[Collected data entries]
-- BEGIN --

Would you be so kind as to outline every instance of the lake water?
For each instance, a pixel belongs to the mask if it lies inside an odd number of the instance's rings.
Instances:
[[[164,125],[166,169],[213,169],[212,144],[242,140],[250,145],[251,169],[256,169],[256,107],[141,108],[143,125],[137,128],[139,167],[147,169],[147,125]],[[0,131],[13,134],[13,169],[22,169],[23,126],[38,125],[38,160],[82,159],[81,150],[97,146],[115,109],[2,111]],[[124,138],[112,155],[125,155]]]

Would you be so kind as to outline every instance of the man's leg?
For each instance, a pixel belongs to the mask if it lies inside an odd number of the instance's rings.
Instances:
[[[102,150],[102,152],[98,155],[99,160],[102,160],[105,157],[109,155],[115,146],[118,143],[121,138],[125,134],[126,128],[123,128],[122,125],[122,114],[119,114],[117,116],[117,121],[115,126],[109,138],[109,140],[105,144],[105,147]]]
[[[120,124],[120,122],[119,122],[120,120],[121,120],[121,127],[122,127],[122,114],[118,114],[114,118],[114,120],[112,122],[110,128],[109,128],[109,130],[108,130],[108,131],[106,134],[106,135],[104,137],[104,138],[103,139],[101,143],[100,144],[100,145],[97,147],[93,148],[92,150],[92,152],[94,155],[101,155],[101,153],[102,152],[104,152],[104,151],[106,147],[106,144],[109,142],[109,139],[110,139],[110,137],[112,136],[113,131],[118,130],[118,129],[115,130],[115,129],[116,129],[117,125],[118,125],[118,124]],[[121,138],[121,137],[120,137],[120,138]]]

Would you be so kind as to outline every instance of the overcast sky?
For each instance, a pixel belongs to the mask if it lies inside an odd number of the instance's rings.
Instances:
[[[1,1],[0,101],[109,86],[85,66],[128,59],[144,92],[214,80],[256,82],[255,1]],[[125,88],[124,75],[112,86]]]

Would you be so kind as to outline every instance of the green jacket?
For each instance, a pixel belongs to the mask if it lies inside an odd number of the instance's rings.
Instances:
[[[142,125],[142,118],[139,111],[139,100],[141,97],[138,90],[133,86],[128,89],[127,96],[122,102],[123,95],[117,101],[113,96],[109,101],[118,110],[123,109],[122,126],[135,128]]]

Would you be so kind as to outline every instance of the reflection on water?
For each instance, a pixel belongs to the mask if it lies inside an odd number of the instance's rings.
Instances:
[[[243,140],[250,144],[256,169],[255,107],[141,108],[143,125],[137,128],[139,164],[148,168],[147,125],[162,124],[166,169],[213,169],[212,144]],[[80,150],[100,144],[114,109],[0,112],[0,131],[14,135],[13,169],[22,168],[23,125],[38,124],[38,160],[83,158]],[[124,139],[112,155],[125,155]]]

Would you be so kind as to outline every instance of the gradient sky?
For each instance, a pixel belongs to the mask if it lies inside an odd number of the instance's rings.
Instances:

-- END --

Set exercise
Rewrite the items from the line with "reflection on water?" through the last line of the items as a numbered list, leaving out blank lines.

Written answer
1. Would you be so kind as to outline every instance of the reflection on water?
2. For each instance, a pixel belongs to the mask if it lies inside an odd number of the instance's rings.
3. Instances:
4. [[[243,140],[250,144],[256,169],[255,107],[141,108],[143,125],[137,128],[139,164],[148,168],[147,125],[162,124],[166,169],[213,169],[212,144]],[[80,150],[100,144],[114,109],[0,112],[0,131],[14,135],[13,169],[22,168],[23,125],[38,124],[38,160],[83,158]],[[124,139],[112,155],[125,155]]]
5. Would you be so kind as to outline every instance of the gradient sky?
6. For each instance, a pixel belongs to the mask if it lies inside an odd number of the instance's rings.
7. Instances:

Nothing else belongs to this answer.